§ Selected extract
>>
Saying my Depression “kicked in” when I was a kid feels like misnomer. Phrasing it that way makes it sound like it crashed on my couch for a while but covered utilities that month, or took care of the tip at brunch because it was the only one with cash handy. But living with it for the vast majority of my life and the thick, viscous protective membrane of apathy it’s coated me with like the world’s saddest foam rubber has let me spot a few unexpected uses I’ve managed to unintentionally sharpen over the decades, and I think it’s totally doable for every one of my kind.
Don’t misunderstand, for every debatable benefit there’s a number of drawbacks so huge it confounds both man and gods alike. It’s not called mental fulfill-ness, after all. But I’m a half-full type of pessimist and I prefer to reflect on some of the unique insights and perspectives having an emotional disorder can offer, because that’s one of the only ways my neurons will permit me to feel comparatively special to the rest of the global populace. Think of it this way: if life is a tomahawk about to settle just above your face, Depression is the dense ridge of your skull that just might keep the lobes of your brain from a literal messy divorce.
<<
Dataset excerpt
>>
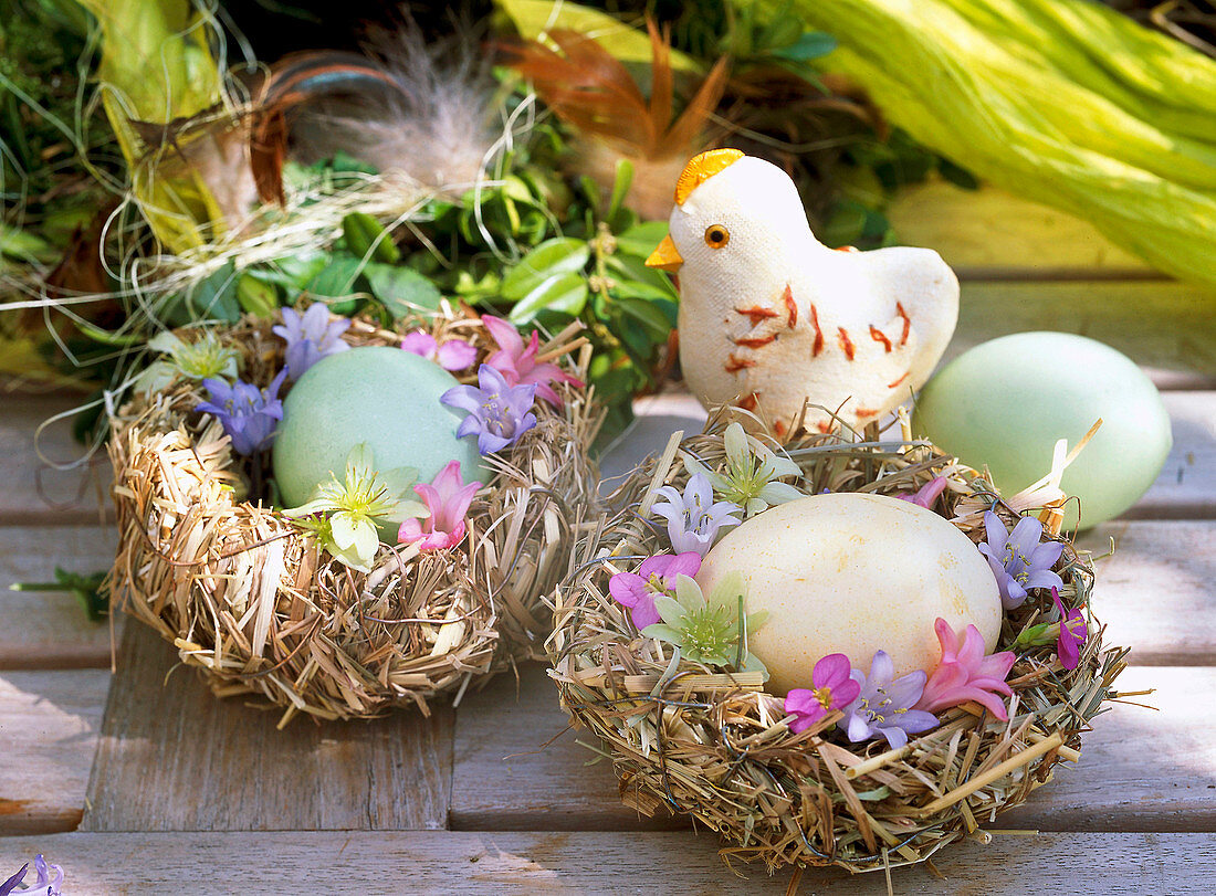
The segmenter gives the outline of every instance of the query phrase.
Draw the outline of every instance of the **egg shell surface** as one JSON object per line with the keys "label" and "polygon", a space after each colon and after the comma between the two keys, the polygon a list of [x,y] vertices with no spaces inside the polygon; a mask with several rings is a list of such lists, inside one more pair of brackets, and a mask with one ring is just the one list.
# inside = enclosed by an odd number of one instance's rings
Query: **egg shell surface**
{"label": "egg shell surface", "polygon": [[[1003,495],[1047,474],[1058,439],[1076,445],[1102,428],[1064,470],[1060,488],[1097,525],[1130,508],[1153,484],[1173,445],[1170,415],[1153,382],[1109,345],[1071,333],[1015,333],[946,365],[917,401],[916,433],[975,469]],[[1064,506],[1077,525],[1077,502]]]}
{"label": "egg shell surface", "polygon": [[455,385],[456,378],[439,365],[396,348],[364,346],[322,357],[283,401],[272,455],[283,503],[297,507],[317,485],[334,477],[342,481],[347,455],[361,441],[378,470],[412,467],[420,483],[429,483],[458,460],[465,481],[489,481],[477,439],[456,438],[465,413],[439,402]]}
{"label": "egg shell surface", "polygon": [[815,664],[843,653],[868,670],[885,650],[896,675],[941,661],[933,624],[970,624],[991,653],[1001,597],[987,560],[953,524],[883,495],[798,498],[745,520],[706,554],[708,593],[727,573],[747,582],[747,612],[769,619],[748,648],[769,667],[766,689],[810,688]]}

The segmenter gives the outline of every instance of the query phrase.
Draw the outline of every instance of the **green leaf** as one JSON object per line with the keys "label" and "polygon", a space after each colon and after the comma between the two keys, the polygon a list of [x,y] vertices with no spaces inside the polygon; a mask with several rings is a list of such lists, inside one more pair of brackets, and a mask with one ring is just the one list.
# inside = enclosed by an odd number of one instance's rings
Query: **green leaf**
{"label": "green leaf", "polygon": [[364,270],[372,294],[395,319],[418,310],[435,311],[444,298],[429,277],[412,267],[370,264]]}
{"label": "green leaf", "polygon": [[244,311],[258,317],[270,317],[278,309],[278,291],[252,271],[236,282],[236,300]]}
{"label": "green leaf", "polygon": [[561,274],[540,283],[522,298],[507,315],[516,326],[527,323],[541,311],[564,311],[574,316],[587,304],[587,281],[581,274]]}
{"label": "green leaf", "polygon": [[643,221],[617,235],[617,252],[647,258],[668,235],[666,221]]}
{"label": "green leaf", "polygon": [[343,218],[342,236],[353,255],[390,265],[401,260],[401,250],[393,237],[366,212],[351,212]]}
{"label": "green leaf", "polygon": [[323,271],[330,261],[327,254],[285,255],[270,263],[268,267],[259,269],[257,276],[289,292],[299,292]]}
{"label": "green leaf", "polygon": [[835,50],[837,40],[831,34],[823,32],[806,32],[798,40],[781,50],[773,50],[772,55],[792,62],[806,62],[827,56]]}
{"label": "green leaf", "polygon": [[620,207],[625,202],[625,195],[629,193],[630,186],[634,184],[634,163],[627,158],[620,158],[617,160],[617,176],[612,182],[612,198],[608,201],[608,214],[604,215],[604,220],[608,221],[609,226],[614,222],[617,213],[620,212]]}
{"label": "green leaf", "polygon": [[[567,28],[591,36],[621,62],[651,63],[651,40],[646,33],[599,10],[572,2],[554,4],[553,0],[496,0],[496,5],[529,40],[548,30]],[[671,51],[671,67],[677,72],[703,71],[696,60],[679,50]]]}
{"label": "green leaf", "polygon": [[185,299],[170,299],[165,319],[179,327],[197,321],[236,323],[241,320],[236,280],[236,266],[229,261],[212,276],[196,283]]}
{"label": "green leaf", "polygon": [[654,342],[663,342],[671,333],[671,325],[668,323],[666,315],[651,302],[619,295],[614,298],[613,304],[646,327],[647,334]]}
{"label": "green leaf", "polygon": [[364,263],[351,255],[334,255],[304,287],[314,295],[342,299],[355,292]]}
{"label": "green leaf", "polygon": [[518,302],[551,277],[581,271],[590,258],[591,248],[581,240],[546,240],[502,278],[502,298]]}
<<
>>
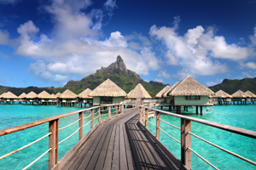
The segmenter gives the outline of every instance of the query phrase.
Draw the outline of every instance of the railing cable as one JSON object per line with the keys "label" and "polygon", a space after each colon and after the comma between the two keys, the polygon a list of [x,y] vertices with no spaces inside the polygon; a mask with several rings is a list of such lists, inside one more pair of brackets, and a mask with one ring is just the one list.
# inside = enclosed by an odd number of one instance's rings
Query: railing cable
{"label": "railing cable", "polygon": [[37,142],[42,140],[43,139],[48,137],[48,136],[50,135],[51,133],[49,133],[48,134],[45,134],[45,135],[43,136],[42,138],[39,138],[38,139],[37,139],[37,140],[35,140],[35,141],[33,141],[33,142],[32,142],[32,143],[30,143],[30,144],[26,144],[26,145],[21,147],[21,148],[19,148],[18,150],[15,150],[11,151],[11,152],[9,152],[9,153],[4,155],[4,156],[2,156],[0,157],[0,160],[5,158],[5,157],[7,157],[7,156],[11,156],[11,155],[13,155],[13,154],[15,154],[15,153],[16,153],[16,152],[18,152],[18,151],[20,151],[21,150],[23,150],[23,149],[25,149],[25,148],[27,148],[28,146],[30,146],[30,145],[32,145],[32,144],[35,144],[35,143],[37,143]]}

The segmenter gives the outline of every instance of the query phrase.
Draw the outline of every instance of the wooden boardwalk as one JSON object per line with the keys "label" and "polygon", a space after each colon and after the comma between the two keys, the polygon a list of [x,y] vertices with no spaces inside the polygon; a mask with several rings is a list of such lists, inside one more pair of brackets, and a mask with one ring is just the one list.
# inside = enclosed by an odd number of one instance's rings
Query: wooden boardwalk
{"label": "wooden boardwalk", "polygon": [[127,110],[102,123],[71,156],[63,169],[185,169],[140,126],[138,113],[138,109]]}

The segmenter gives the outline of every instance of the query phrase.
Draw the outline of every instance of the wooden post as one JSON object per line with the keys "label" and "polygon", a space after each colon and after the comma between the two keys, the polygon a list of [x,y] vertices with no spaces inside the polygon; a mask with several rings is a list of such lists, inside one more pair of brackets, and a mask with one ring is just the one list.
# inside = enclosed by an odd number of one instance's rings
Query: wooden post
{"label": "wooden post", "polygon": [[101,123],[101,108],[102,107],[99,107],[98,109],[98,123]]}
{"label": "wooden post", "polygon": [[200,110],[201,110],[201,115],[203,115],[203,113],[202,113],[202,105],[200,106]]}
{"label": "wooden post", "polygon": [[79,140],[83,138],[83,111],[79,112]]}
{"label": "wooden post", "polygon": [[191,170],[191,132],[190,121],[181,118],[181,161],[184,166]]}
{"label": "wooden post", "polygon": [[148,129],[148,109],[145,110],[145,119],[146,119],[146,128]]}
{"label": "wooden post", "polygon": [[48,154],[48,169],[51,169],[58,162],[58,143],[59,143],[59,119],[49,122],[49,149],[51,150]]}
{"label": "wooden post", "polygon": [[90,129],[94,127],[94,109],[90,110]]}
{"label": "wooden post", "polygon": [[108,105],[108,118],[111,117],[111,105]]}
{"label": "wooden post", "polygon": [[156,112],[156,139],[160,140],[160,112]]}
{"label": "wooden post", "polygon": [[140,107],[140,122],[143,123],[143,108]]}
<<
>>
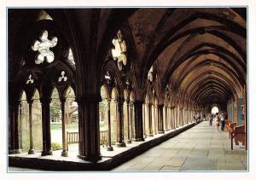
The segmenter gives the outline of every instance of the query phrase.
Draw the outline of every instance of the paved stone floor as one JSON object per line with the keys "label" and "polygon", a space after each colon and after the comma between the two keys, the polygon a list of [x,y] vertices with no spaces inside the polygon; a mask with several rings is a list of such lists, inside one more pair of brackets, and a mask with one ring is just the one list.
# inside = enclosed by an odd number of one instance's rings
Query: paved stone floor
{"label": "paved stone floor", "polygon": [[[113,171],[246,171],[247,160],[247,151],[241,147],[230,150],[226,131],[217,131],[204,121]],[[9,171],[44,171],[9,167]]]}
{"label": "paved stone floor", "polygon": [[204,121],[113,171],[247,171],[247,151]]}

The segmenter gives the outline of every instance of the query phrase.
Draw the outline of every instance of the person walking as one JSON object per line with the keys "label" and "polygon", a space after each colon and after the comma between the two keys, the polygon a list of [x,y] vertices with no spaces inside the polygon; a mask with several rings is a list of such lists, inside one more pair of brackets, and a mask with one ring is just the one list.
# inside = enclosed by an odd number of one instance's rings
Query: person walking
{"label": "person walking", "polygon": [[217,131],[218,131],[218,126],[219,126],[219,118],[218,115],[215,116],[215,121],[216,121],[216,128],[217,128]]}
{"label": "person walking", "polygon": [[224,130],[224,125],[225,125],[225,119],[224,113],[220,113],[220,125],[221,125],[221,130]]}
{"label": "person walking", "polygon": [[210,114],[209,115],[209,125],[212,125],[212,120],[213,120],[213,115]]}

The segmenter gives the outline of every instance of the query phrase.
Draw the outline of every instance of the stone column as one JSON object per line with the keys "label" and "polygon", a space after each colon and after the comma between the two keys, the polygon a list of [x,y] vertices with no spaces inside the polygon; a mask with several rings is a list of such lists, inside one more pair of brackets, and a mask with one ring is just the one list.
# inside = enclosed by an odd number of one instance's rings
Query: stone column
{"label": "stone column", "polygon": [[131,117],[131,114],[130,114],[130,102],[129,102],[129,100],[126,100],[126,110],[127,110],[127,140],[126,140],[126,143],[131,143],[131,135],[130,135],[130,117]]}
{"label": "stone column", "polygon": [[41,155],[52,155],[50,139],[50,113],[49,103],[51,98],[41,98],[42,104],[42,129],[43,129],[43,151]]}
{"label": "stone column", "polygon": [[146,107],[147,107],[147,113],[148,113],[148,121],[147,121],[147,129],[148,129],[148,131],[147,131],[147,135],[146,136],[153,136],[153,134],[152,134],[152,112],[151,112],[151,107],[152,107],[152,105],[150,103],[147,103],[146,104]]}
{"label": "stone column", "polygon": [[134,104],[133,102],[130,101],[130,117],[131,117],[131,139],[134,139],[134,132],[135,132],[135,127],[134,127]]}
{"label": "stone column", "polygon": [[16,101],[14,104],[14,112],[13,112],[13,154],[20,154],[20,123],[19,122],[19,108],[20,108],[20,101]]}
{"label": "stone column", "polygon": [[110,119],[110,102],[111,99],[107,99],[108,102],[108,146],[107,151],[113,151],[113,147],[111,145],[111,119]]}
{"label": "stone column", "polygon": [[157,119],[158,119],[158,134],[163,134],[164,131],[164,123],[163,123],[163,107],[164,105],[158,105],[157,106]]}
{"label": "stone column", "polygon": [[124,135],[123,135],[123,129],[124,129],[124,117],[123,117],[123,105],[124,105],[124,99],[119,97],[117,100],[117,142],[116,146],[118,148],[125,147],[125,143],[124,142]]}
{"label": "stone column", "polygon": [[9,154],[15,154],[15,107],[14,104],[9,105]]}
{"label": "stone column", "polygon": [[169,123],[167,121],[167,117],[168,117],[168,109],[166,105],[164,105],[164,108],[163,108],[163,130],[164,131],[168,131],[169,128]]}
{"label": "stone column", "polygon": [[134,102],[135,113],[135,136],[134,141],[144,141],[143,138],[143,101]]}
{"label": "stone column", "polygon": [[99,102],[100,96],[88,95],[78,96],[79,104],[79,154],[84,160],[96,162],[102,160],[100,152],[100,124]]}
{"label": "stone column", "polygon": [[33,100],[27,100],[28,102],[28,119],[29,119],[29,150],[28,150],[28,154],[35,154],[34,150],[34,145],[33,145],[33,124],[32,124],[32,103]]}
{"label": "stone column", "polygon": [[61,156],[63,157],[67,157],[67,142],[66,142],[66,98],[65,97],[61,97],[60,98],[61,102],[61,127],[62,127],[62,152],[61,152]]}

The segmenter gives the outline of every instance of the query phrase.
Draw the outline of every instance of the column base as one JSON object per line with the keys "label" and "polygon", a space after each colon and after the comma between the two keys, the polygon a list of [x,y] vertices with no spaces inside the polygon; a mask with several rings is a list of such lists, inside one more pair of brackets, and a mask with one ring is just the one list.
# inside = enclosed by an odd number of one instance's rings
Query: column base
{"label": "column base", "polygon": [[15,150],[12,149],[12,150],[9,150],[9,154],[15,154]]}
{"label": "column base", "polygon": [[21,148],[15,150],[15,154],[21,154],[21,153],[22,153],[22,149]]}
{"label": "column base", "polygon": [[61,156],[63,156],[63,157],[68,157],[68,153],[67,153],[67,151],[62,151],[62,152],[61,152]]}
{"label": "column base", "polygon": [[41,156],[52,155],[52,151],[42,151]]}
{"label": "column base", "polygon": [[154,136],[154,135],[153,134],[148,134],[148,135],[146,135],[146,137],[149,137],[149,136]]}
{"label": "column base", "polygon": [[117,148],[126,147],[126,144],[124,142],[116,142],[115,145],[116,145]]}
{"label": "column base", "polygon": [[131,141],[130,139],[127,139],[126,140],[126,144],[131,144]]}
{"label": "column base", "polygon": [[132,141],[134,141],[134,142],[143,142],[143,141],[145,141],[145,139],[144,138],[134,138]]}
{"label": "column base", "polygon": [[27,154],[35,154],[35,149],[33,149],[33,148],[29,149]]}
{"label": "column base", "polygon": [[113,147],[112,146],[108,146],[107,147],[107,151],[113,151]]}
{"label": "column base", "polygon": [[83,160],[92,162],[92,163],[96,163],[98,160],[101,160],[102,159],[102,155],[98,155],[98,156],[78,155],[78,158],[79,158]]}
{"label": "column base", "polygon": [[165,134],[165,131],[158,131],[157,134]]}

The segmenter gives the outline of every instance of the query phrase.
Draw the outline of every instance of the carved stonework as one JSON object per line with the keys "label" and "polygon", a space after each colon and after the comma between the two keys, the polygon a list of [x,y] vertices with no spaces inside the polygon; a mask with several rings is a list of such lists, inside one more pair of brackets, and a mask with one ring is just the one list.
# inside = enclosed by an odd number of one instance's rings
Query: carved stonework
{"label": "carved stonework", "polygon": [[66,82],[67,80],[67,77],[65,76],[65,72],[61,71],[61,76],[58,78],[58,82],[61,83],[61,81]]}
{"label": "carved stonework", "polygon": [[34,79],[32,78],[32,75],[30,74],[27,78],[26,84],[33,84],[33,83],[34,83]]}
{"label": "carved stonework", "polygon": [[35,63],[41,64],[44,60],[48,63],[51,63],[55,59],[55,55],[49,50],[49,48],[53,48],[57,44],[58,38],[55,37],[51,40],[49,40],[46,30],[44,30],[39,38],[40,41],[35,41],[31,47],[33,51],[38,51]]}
<<
§ Required work
Quote the essay about living with Depression in full, word for word and with its original punctuation.

§ Finished task
Saying my Depression “kicked in” when I was a kid feels like misnomer. Phrasing it that way makes it sound like it crashed on my couch for a while but covered utilities that month, or took care of the tip at brunch because it was the only one with cash handy. But living with it for the vast majority of my life and the thick, viscous protective membrane of apathy it’s coated me with like the world’s saddest foam rubber has let me spot a few unexpected uses I’ve managed to unintentionally sharpen over the decades, and I think it’s totally doable for every one of my kind.
Don’t misunderstand, for every debatable benefit there’s a number of drawbacks so huge it confounds both man and gods alike. It’s not called mental fulfill-ness, after all. But I’m a half-full type of pessimist and I prefer to reflect on some of the unique insights and perspectives having an emotional disorder can offer, because that’s one of the only ways my neurons will permit me to feel comparatively special to the rest of the global populace. Think of it this way: if life is a tomahawk about to settle just above your face, Depression is the dense ridge of your skull that just might keep the lobes of your brain from a literal messy divorce.